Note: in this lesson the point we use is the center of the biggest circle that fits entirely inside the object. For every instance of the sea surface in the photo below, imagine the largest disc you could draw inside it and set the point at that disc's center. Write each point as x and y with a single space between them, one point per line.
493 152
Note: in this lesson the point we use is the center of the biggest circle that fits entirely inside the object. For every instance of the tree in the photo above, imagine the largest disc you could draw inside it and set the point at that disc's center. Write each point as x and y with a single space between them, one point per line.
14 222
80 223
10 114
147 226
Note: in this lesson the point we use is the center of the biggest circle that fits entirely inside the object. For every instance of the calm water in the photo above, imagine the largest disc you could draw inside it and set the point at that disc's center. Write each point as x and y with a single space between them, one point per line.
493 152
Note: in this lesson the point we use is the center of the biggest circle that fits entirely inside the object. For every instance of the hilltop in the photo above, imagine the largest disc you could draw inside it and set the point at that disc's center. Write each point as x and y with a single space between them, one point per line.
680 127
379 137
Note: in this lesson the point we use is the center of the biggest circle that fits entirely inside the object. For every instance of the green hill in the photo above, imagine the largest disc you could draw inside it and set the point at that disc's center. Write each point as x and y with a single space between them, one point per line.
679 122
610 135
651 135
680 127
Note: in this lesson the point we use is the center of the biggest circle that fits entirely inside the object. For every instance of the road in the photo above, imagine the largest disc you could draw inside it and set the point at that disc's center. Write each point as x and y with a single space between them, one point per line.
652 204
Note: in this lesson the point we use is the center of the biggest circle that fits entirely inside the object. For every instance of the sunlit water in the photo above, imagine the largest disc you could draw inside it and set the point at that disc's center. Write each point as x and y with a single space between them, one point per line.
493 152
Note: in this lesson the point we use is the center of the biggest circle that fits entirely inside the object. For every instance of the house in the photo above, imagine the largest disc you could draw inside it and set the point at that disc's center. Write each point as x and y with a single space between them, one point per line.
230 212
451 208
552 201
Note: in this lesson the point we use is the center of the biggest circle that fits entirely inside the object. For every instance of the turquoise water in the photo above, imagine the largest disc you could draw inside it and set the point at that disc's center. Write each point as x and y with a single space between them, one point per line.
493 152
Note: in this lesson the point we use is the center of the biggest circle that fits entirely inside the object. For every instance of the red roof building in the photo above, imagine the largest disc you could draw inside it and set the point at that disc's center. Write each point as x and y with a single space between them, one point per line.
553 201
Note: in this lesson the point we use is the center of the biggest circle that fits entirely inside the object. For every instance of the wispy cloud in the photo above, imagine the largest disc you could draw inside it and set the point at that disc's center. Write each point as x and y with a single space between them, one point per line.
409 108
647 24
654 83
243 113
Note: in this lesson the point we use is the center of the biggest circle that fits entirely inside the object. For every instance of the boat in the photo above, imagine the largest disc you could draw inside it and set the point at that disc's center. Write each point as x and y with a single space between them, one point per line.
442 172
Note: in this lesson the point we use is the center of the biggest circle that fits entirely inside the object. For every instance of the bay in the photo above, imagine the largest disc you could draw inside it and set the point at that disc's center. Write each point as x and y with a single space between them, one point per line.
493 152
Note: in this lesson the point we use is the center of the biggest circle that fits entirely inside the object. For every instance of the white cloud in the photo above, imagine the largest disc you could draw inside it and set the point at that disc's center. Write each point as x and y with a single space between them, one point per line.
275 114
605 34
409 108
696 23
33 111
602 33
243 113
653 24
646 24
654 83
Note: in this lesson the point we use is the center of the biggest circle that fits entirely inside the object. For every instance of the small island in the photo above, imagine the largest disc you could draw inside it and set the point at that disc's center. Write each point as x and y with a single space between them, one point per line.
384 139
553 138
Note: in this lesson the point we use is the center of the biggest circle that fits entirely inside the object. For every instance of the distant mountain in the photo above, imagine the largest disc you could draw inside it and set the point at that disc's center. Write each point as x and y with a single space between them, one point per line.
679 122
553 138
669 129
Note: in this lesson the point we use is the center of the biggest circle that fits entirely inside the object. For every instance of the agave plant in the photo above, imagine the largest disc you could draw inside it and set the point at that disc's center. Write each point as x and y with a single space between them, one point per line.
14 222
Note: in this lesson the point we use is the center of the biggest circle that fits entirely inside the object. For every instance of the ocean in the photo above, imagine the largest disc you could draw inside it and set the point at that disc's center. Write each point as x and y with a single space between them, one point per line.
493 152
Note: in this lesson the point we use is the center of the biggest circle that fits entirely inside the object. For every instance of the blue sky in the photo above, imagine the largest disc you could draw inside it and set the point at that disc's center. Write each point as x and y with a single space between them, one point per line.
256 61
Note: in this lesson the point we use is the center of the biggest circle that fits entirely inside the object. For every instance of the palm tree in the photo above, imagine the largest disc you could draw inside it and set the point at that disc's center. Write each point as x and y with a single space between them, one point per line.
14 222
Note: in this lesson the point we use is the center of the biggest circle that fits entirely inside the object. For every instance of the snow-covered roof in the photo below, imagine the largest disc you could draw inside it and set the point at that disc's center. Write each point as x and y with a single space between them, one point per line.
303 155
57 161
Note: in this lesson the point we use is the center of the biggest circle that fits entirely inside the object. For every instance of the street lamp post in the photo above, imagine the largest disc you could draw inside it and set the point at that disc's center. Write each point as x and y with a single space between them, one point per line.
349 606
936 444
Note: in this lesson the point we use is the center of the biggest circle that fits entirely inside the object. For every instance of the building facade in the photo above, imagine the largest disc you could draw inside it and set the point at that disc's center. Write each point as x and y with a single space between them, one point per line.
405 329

> [To do] Transcribe all entries exactly as they are given.

> [Task output]
Note: in this lesson the point we use is the center of the biggest circle that fits entirely inside the object. For every instance of the sea surface in the photo below, imagine the largest disc you could draw inside it and set the point at that disc's center. Write each point as x and y with a single space between them, one point per line.
493 152
Note: in this lesson the point we use is the center of the biggest circle that fits entirely inside the object. For every instance of the tree in the photo above, imagine the largest disc you could draw inside it and set the point at that disc's center. Write each point as x and y with a single space between them, one point per line.
14 222
80 223
10 114
147 226
Note: in this lesson the point we use is the center of the biggest circle that fits entirely inside the object. For every instance of the calm water in the photo above, imagine the largest disc you could draw inside it and set the point at that disc's center. Write each point as x and y with a single space between them, one point per line.
493 152
Note: in this lesson the point we use is the center of the biggest circle that fits entirely inside the object. For every instance of the hilltop in the photo above, imagine the largest disc you could draw inside it and set the point at that disc's center. Write each point as x and y with a single space between them, one point per line.
680 127
379 137
Note: in this lesson the point we use is the center of the biggest circle that fits entirely inside the object. For every instance of the green hill in the photo above, imagine the largest disc you could draw inside it and set the point at that disc's center. Write each point as x and y with a single space between them, one point per line.
679 122
610 135
651 135
680 127
Note: in this lesson the point we use is the center of the biggest circle that fits entirely inside the object. For every instance of the road in the photo above, imagine the largest disc you could draw inside it and set the point at that disc's center. Write each point as x and y with a single space between them, one point per line.
652 204
Note: in this lesson the point we use is the center of the biggest circle that fits entirely inside the object. For every instance of the sunlit water in the photo above, imagine the largest disc you could draw inside it and set the point at that disc's center. Write each point as x and y with a single space between them, one point per line.
493 152
Note: in this lesson the point we use is the center of the biggest circle that fits entirely inside the object. For every instance of the house in the photo above, imagine the largest disc you could draw inside it and set the point at that disc's center. Write each point as x and y with a single space between them, one point per line.
230 212
451 208
552 201
Note: in this lesson the point we use is the center of the biggest circle that fits entirely inside the object. For every instance of the turquoise water in the photo above, imagine the largest disc you could draw inside it and set the point at that disc's center. Write each point as x and y with a single space between them, one point per line.
493 152
Note: in this lesson the point we use is the center of the biggest circle that fits entirely inside the object. For every instance of the red roof building in the photo above, imagine the largest disc you could draw inside it and set the point at that disc's center. Write each point as x and y with a single space between them, one point per line.
553 201
Note: in this lesson the point we use is the center of the biggest circle that fits entirely inside the object. For every instance of the wispy cloud in the photo above, imagine the largest disc you could draw inside it and set the point at that disc's center. Write each point as x and y with a single space between them, one point per line.
409 108
647 24
654 83
243 113
Note: in this lesson the point we use is the center of the biggest circle that fits entirely inside the object. For every instance of the boat in the photo above, imagine the largest disc you could draw inside it and set the point at that disc's center. Write each point as x and y with a single space between them, one point per line.
442 172
Note: in this lesson the point we use is the center of the biggest circle that fits entirely inside the object. For every instance of the bay in the photo above, imagine the largest disc you could draw inside it and set the point at that disc's center. Write each point as x and y with a single space between them, one point per line.
493 152
Note: in this lesson the point we use is the center of the biggest circle that fits entirely inside the object. For every instance of the white cloud in the photo above, imagine the largest disc you could draw inside it and set the point at that disc's center. Write each point as x and y with a single space between them, one point per line.
275 114
605 34
409 108
696 23
33 111
602 33
243 113
653 24
646 24
654 83
Note: in this lesson the point we use is the center of the biggest circle that fits entirely inside the object. For every instance of the small island in the photo above, imagine the largest disc you could draw inside it and set the point at that disc's center. Write each point as x and y with a single space between them, one point per line.
384 139
553 138
Note: in this lesson the point we use is the center of the biggest circle that fits entirely inside the object. For every instance of the distant mountain in the photo above, imagine the largest disc you could draw inside it and set the point at that disc's center. Write each point as x and y with a single space between them, one point per line.
679 122
553 138
669 129
Note: in this lesson the point we use is the center of the biggest circle that fits entirely inside the object. For every instance of the agave plant in the photo above, imagine the largest disc you could draw inside it and set the point at that disc's center. Write each point as x and y with a single space between them, one point per line.
14 222
Note: in this lesson the point we use is the center of the biggest circle that fits entirely inside the object. For every instance of the ocean in the photo above, imagine the largest disc you could draw inside it and set the point at that disc's center. Write each point as x and y with a single space between them, one point per line.
493 152
Note: in this lesson the point we use is the center of the biggest circle that fits entirely inside the object. For every instance of the blue sky in the photo above, imagine the largest disc you could draw inside it and set the point at that disc's center. Write each point as x and y with a single space between them, one point per line.
256 61
Note: in this lesson the point we use is the center of the biggest circle that fits entirely inside the object. For every instance of the palm tree in the photo above, imagine the largest disc you could draw inside it and set the point at that disc's center. Write each point as x and y with a single space between them, one point per line.
14 222
Note: in this lesson the point we use is the center of the biggest circle that fits entirely inside the object. For every instance of the snow-covered roof in the photo below, imagine the largest disc you could draw inside it and set the point at that disc's center. Write each point as x and y with a single space between them, one point per line.
303 155
57 161
Note: in this lesson the point we use is the center of the biggest circle that fits entirely inside the object. For every instance of the street lamp post in the photo above, imagine the largest disc you could draw inside it and set the point at that disc's center. Write each point as x and y with a single space between them, one point per line.
349 606
936 444
Note: in this lesson the point we use is the center of the biggest circle that fits entirely inside the object. For every instance of the building facade in the photo above, imagine the largest disc you could draw inside it and set the point at that disc's center. Write each point as x and y with a single space between them, one point per line.
405 329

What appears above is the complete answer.